* [Data excerpts]:
— Start —
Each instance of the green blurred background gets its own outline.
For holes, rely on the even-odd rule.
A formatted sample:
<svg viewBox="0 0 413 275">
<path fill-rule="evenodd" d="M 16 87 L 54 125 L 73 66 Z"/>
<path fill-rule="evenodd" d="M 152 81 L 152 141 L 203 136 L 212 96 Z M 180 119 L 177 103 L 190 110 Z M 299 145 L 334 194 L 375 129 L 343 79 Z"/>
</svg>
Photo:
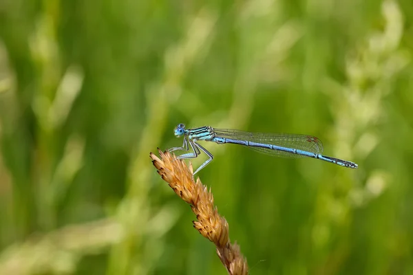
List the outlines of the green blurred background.
<svg viewBox="0 0 413 275">
<path fill-rule="evenodd" d="M 412 58 L 411 0 L 2 0 L 0 274 L 226 274 L 149 157 L 183 122 L 359 164 L 202 143 L 251 274 L 413 274 Z"/>
</svg>

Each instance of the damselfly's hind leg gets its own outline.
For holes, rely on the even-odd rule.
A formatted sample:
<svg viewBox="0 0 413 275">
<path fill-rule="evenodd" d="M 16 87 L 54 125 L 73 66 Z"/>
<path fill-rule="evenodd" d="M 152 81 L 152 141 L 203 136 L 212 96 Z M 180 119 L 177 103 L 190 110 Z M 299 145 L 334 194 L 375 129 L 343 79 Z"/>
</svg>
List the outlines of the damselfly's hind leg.
<svg viewBox="0 0 413 275">
<path fill-rule="evenodd" d="M 213 155 L 212 155 L 212 154 L 211 153 L 209 153 L 208 151 L 206 151 L 206 148 L 204 148 L 204 147 L 202 147 L 202 146 L 200 146 L 200 144 L 198 144 L 196 142 L 193 142 L 195 144 L 195 148 L 199 151 L 200 149 L 202 150 L 204 153 L 206 153 L 206 155 L 208 155 L 208 156 L 209 157 L 209 159 L 206 160 L 206 161 L 205 162 L 204 162 L 202 164 L 202 165 L 201 165 L 200 166 L 198 167 L 198 169 L 196 169 L 196 170 L 195 171 L 195 173 L 193 173 L 193 175 L 196 174 L 198 172 L 200 171 L 201 169 L 202 169 L 204 167 L 205 167 L 209 162 L 212 162 L 212 160 L 213 160 Z"/>
<path fill-rule="evenodd" d="M 198 149 L 196 146 L 194 146 L 193 143 L 192 141 L 189 141 L 189 145 L 191 146 L 191 148 L 192 148 L 193 152 L 192 153 L 187 153 L 186 154 L 183 154 L 181 155 L 178 155 L 176 158 L 178 160 L 184 160 L 184 159 L 193 159 L 194 157 L 196 157 L 198 156 L 199 154 L 201 153 L 201 152 L 200 151 L 200 149 Z M 187 148 L 188 148 L 188 143 L 186 143 L 186 146 Z M 187 151 L 188 151 L 188 149 L 187 149 Z"/>
</svg>

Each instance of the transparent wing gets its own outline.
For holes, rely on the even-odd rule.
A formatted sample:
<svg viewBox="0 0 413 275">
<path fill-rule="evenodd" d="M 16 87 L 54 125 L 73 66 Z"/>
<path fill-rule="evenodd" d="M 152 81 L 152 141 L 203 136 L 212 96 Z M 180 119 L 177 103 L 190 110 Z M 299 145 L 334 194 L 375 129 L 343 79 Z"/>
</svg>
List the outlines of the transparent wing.
<svg viewBox="0 0 413 275">
<path fill-rule="evenodd" d="M 226 129 L 213 129 L 213 131 L 218 137 L 231 138 L 233 140 L 248 140 L 264 144 L 274 144 L 282 147 L 306 151 L 316 154 L 321 154 L 324 150 L 321 141 L 313 135 L 290 133 L 251 133 Z M 304 156 L 300 155 L 277 150 L 271 150 L 266 148 L 248 147 L 254 151 L 273 156 L 292 158 L 304 157 Z"/>
</svg>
— End —
* [Work required]:
Format all the lines of the entries above as one numbered list, skipping blank lines and leaving the pictures out.

* [Task response]:
1. Each instance of the green blurred background gets its own outline.
2. For holes, rely on the even-odd rule.
3. A formatted sample:
4. <svg viewBox="0 0 413 275">
5. <path fill-rule="evenodd" d="M 16 87 L 54 125 L 73 66 Z"/>
6. <path fill-rule="evenodd" d="M 152 81 L 152 141 L 203 136 L 212 96 Z M 180 119 L 177 103 L 190 110 Z M 299 145 L 334 194 L 375 129 L 343 79 Z"/>
7. </svg>
8. Photo:
9. List the outlines of the green blurred background.
10. <svg viewBox="0 0 413 275">
11. <path fill-rule="evenodd" d="M 412 58 L 411 0 L 2 0 L 0 274 L 226 274 L 149 157 L 183 122 L 359 164 L 202 143 L 251 274 L 413 274 Z"/>
12. </svg>
13. Each instance of the damselfly's hind leg gets its own outline.
14. For holes, rely on the even-odd rule.
15. A formatted sample:
16. <svg viewBox="0 0 413 275">
17. <path fill-rule="evenodd" d="M 16 87 L 54 125 L 73 66 Z"/>
18. <path fill-rule="evenodd" d="M 152 81 L 152 141 L 203 136 L 212 96 Z M 180 119 L 177 103 L 190 110 Z M 299 145 L 334 194 L 375 129 L 343 79 Z"/>
19. </svg>
20. List the outlines of the damselfly's hind leg.
21. <svg viewBox="0 0 413 275">
22. <path fill-rule="evenodd" d="M 213 155 L 212 155 L 212 154 L 211 153 L 209 153 L 208 151 L 206 151 L 206 148 L 204 148 L 204 147 L 202 147 L 202 146 L 200 146 L 200 144 L 198 144 L 196 142 L 193 142 L 195 144 L 195 148 L 199 151 L 200 149 L 202 150 L 204 153 L 206 153 L 206 155 L 208 155 L 208 156 L 209 157 L 209 159 L 206 160 L 206 161 L 205 162 L 204 162 L 202 164 L 202 165 L 201 165 L 200 166 L 198 167 L 198 169 L 196 169 L 196 170 L 195 171 L 195 173 L 193 173 L 193 175 L 196 174 L 198 172 L 200 171 L 201 169 L 202 169 L 204 167 L 205 167 L 209 162 L 212 162 L 212 160 L 213 160 Z"/>
23. <path fill-rule="evenodd" d="M 198 149 L 196 146 L 194 146 L 193 143 L 192 141 L 189 141 L 189 145 L 191 146 L 191 148 L 192 148 L 193 152 L 192 153 L 187 153 L 186 154 L 183 154 L 181 155 L 178 155 L 176 158 L 178 160 L 184 160 L 184 159 L 193 159 L 194 157 L 196 157 L 198 156 L 199 154 L 201 153 L 201 152 L 200 151 L 200 149 Z M 187 148 L 188 148 L 188 143 L 186 143 L 186 146 Z M 187 151 L 188 151 L 188 149 L 187 149 Z"/>
24. </svg>
25. Each instance of the transparent wing gets its own outline.
26. For holes, rely on the even-odd rule.
27. A formatted sample:
28. <svg viewBox="0 0 413 275">
29. <path fill-rule="evenodd" d="M 16 87 L 54 125 L 73 66 Z"/>
30. <path fill-rule="evenodd" d="M 152 81 L 152 141 L 203 136 L 212 96 Z M 180 119 L 177 103 L 190 110 Z M 299 145 L 334 194 L 375 129 L 343 79 Z"/>
31. </svg>
32. List the outlines of the transparent wing.
33. <svg viewBox="0 0 413 275">
34. <path fill-rule="evenodd" d="M 226 129 L 213 129 L 213 131 L 218 137 L 231 138 L 233 140 L 248 140 L 264 144 L 274 144 L 282 147 L 306 151 L 316 154 L 321 154 L 324 150 L 321 141 L 313 135 L 290 133 L 251 133 Z M 304 156 L 300 155 L 277 150 L 271 150 L 266 148 L 248 147 L 254 151 L 273 156 L 292 158 L 304 157 Z"/>
35. </svg>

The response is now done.